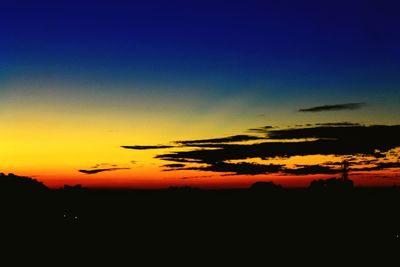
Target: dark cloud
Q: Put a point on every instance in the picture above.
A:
(229, 139)
(260, 129)
(345, 123)
(174, 166)
(358, 143)
(312, 169)
(146, 147)
(380, 166)
(101, 170)
(347, 106)
(240, 168)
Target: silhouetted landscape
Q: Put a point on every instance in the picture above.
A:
(329, 211)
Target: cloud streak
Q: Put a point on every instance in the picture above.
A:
(336, 107)
(146, 147)
(364, 145)
(95, 171)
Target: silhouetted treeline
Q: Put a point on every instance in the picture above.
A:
(179, 218)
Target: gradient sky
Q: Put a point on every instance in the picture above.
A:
(78, 80)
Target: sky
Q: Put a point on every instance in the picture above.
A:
(82, 81)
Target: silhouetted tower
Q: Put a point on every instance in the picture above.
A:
(345, 170)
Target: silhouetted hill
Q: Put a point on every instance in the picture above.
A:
(12, 183)
(331, 184)
(190, 221)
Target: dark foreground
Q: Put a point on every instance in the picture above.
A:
(204, 223)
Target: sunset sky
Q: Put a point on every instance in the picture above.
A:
(100, 93)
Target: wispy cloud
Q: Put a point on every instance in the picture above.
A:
(95, 171)
(340, 139)
(146, 147)
(336, 107)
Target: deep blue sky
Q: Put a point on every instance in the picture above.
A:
(294, 47)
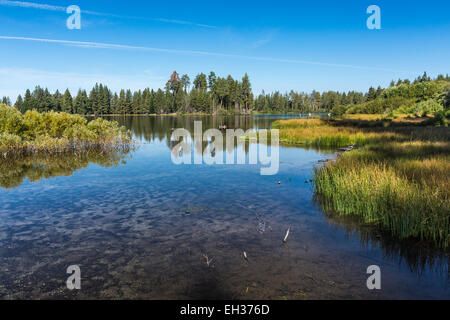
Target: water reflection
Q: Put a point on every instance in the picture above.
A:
(140, 231)
(13, 172)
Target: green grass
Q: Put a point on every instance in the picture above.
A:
(398, 177)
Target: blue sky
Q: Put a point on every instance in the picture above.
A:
(282, 45)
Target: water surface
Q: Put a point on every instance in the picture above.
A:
(140, 227)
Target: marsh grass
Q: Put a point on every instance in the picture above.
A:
(57, 133)
(397, 178)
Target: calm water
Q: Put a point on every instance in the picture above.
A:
(124, 221)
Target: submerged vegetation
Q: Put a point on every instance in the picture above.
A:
(57, 133)
(14, 171)
(397, 177)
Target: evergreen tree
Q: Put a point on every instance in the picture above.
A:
(67, 103)
(28, 103)
(6, 101)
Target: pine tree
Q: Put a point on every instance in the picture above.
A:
(28, 103)
(6, 101)
(67, 103)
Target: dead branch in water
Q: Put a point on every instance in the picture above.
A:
(287, 235)
(208, 261)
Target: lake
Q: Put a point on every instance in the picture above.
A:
(141, 227)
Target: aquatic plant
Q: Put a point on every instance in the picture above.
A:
(398, 177)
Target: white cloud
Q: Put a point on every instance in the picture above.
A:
(101, 45)
(23, 4)
(14, 81)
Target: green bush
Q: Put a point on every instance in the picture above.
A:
(427, 107)
(54, 132)
(339, 110)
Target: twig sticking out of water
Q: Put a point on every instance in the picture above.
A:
(287, 235)
(208, 262)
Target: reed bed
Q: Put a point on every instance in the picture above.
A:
(398, 177)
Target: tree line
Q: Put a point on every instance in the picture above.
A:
(206, 94)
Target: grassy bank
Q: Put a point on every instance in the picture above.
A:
(56, 133)
(398, 177)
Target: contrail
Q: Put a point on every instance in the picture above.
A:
(48, 7)
(101, 45)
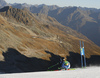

PROBLEM STATEMENT: Reproduce each line of the records in which the string "silhouetted" appears.

PROBLEM SOLUTION:
Target: silhouetted landscape
Target: silhouetted treeline
Target: silhouetted tower
Target: silhouetted hill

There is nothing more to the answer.